## Problem set
[A] According to the passage on inheritance in cats, what is the chance that Mortimer and Bagel's kitten will be heterozygous for spots?
[B] Reproduce the passage on inheritance in cats from "For most mammals, sex" up to and including "females and males.".

This can lead to an expressed trait that’s a   mix of the traits associated with each allele. Like, let’s say that the white in Mortimer’s   little tuxedo and Bagel’s socks are determined by  an incompletely dominant allele for white spots.  A cat with big “S” alleles will  be mostly covered in white.  But in a heterozygous cat  with just one copy, the white   patches will cover less than half of its body. And since Mortimer and Bagel are both heterozygous   for spots, their kitten has a twenty-five percent  chance of inheriting two dominant alleles and   being mostly white—and the same odds of inheriting  two recessive alleles and being spotless.  But if I were a gambler, I’d put my bet  on it being heterozygous like its parents.  There’s a fifty percent chance of that, and a  one hundred percent chance of it being adorable.

Sometimes, instead of mixing together, traits linked to two alleles show  up separately in what’s called codominance:  Kind of like wearing a Hawaiian  shirt and a sequined jumpsuit.  They’re both jostling for attention. Calico cats — with their blotches of   orange and black fur — owe their  looks in part to codominance.  But they’ve got another pattern  of inheritance going on at the   same time, called sex-linked inheritance. That’s where a gene is carried on only one of the   chromosomes that influences an organism’s sex.

For most mammals, sex chromosomes   come in two versions, X or Y. But a cool and important thing to know:   XY is /not/ the only system out there. And some organisms don’t have sexes at all.  Anyway, in the XY system, an organism with  two X chromosomes usually develops as female,   while an organism with an X and  a Y usually develops as male.  So when a gene shows up on the X chromosome  and not the Y, its traits will show up at   different rates in females and males.

Recorded data

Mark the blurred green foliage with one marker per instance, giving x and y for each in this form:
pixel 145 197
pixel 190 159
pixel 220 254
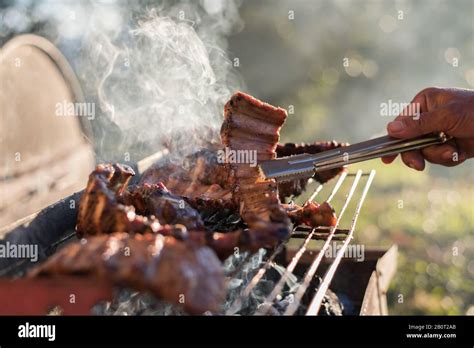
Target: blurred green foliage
pixel 299 63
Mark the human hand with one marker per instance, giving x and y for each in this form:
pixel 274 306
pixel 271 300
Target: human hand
pixel 450 110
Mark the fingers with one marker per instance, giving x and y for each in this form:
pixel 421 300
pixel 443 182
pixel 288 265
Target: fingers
pixel 446 154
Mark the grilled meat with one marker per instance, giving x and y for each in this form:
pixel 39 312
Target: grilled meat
pixel 312 214
pixel 296 187
pixel 168 208
pixel 254 127
pixel 100 210
pixel 200 178
pixel 177 271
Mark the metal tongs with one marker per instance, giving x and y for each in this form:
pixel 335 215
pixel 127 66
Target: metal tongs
pixel 306 165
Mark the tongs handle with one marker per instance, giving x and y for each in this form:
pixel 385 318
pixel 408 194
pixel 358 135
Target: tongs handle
pixel 376 148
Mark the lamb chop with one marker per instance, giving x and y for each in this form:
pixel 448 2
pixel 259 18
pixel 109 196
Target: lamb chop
pixel 100 210
pixel 253 126
pixel 108 206
pixel 208 182
pixel 174 270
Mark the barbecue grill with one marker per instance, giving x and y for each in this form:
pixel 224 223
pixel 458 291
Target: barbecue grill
pixel 364 283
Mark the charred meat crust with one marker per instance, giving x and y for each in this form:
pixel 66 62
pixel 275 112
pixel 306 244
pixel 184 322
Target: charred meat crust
pixel 168 268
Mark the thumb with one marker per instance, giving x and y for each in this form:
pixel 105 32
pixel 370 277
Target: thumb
pixel 413 126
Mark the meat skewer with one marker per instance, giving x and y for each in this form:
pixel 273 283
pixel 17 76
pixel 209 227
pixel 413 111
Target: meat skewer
pixel 177 271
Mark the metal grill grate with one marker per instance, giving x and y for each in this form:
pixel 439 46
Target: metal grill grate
pixel 307 234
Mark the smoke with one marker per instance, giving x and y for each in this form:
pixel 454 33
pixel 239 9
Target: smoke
pixel 157 71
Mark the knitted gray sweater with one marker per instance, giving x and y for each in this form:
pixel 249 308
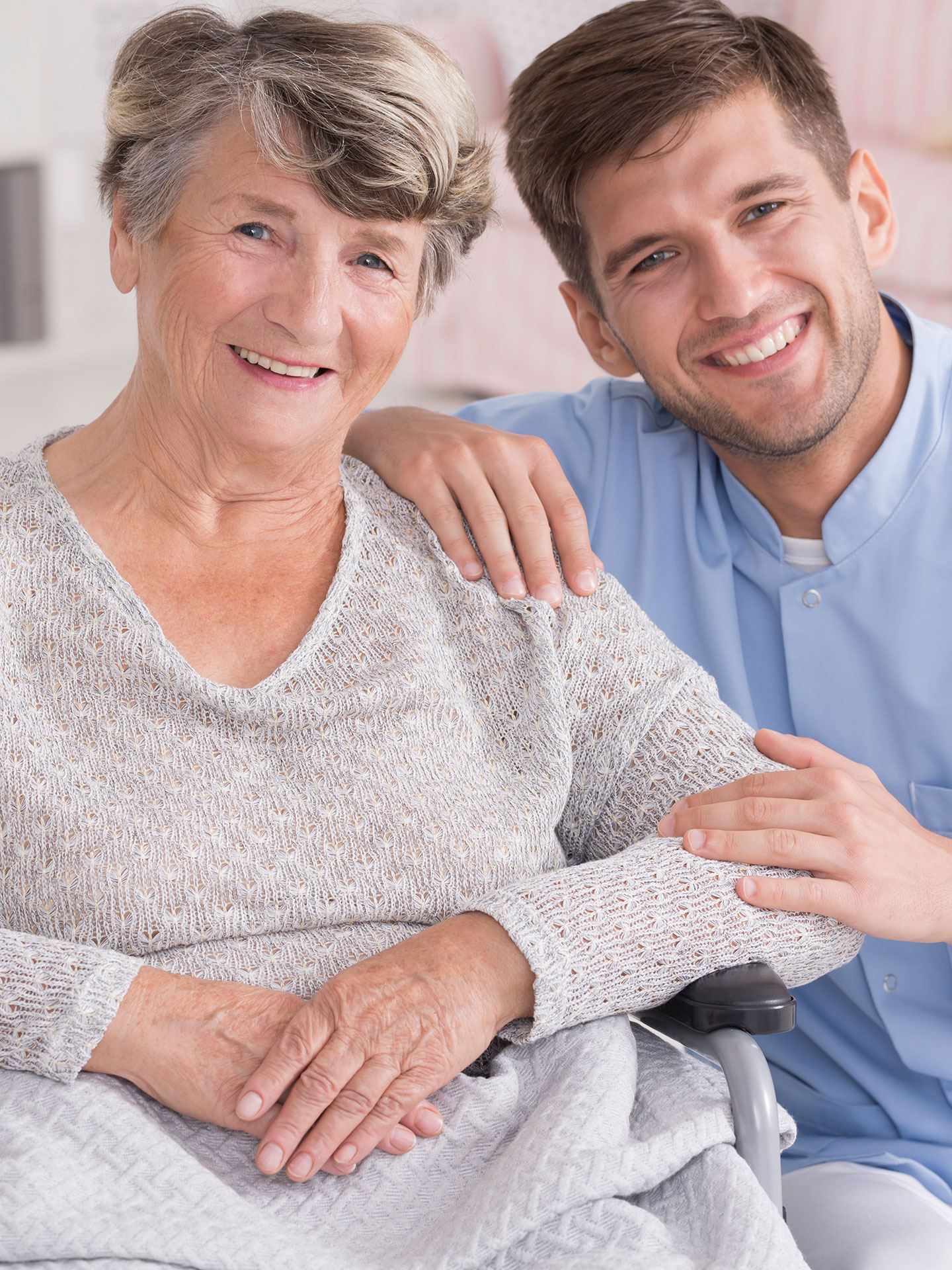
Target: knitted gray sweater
pixel 428 748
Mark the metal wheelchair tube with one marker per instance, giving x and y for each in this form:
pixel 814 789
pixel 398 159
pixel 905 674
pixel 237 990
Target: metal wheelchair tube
pixel 757 1128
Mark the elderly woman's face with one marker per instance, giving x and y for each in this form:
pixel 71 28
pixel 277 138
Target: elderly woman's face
pixel 257 276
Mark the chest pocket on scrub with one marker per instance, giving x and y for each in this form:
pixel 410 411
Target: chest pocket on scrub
pixel 932 807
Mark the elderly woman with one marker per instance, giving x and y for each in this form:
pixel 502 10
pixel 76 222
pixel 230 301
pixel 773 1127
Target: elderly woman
pixel 287 806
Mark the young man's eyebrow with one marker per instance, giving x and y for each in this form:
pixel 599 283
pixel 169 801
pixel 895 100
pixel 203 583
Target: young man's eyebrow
pixel 775 182
pixel 772 182
pixel 619 257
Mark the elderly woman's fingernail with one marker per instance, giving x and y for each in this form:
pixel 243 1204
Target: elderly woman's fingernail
pixel 270 1158
pixel 401 1138
pixel 249 1107
pixel 301 1166
pixel 550 595
pixel 428 1122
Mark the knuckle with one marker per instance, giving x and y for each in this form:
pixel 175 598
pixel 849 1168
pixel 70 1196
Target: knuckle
pixel 354 1103
pixel 848 818
pixel 571 512
pixel 494 446
pixel 390 1107
pixel 837 783
pixel 296 1046
pixel 531 513
pixel 491 513
pixel 782 843
pixel 754 784
pixel 813 892
pixel 317 1086
pixel 754 810
pixel 420 466
pixel 536 450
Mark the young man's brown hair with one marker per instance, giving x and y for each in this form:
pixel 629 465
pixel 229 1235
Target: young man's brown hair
pixel 606 89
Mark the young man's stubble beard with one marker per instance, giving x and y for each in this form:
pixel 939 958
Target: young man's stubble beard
pixel 799 431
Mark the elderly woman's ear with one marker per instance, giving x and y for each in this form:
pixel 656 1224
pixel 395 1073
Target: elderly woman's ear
pixel 124 251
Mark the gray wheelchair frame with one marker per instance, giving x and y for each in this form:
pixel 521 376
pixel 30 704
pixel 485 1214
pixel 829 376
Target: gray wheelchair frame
pixel 719 1016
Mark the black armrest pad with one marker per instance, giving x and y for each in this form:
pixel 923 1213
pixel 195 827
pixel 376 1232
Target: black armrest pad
pixel 749 996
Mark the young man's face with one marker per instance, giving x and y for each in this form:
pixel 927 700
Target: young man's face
pixel 738 280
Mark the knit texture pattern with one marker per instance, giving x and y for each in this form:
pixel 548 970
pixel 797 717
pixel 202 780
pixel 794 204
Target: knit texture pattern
pixel 428 748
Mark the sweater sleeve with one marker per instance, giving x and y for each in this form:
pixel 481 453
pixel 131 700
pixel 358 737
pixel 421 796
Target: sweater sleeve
pixel 56 1001
pixel 635 917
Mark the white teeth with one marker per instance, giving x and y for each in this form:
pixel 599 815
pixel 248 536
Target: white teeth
pixel 299 372
pixel 766 347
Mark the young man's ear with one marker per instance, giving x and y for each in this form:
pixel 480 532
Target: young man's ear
pixel 124 251
pixel 873 208
pixel 597 334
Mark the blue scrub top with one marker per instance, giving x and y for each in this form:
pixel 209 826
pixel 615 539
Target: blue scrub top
pixel 858 654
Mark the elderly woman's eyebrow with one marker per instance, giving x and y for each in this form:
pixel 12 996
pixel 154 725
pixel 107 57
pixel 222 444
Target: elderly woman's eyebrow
pixel 262 207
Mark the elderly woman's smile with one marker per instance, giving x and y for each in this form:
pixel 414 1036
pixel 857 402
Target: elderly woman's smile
pixel 258 286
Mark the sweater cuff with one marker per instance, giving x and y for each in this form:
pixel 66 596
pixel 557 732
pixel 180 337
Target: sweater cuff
pixel 56 1002
pixel 549 959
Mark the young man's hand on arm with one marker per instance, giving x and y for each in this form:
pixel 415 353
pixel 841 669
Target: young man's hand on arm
pixel 873 867
pixel 509 489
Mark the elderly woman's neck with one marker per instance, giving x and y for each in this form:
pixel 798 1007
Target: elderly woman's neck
pixel 233 549
pixel 193 476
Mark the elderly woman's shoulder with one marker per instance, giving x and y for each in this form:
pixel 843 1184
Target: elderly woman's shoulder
pixel 403 536
pixel 31 508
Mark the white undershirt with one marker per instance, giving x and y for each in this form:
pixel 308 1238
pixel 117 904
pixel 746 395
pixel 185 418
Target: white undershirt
pixel 805 554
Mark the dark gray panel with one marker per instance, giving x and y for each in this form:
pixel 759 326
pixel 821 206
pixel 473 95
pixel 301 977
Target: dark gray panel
pixel 20 255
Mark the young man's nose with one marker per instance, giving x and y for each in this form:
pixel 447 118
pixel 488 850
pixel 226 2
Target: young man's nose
pixel 730 284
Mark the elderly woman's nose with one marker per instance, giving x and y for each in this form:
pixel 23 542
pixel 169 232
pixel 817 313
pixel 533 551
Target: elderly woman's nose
pixel 310 306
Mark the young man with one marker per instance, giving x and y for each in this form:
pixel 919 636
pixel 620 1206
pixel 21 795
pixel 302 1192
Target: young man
pixel 776 494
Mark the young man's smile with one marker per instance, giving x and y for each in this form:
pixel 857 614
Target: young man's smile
pixel 734 276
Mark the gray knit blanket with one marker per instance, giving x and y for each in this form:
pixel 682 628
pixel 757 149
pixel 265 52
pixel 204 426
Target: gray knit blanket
pixel 586 1150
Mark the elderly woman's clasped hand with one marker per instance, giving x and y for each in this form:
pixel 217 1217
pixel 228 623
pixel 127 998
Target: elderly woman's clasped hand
pixel 379 1038
pixel 335 1076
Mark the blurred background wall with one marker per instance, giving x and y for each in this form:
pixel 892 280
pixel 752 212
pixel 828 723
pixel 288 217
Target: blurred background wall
pixel 67 338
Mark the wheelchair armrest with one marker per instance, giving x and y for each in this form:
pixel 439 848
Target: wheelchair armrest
pixel 750 997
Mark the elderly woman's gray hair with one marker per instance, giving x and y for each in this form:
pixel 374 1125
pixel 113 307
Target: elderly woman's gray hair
pixel 374 114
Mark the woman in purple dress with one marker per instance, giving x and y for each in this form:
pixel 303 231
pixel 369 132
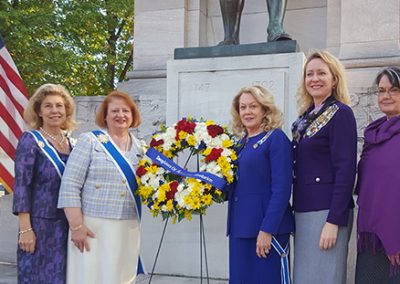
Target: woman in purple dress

## Results in order
[A] Fifty percent.

[B]
For most mammals, sex chromosomes   come in two versions, X or Y. But a cool and important thing to know:   XY is /not/ the only system out there. And some organisms don’t have sexes at all.  Anyway, in the XY system, an organism with  two X chromosomes usually develops as female,   while an organism with an X and  a Y usually develops as male.  So when a gene shows up on the X chromosome  and not the Y, its traits will show up at   different rates in females and males.